◆ Short exercise ◆
Could you copy every one of the items below verbatim, keeping each line as it stands?

=== Records ===

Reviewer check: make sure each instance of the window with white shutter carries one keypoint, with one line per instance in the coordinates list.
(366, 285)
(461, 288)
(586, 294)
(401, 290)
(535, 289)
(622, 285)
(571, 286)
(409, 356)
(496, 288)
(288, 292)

===

◆ Response ◆
Reviewer check: make sure each instance of the window with white shutter carries one keypoint, with one line per instance in the coordinates list.
(366, 285)
(461, 288)
(586, 294)
(401, 290)
(535, 289)
(622, 285)
(571, 286)
(409, 356)
(496, 288)
(288, 292)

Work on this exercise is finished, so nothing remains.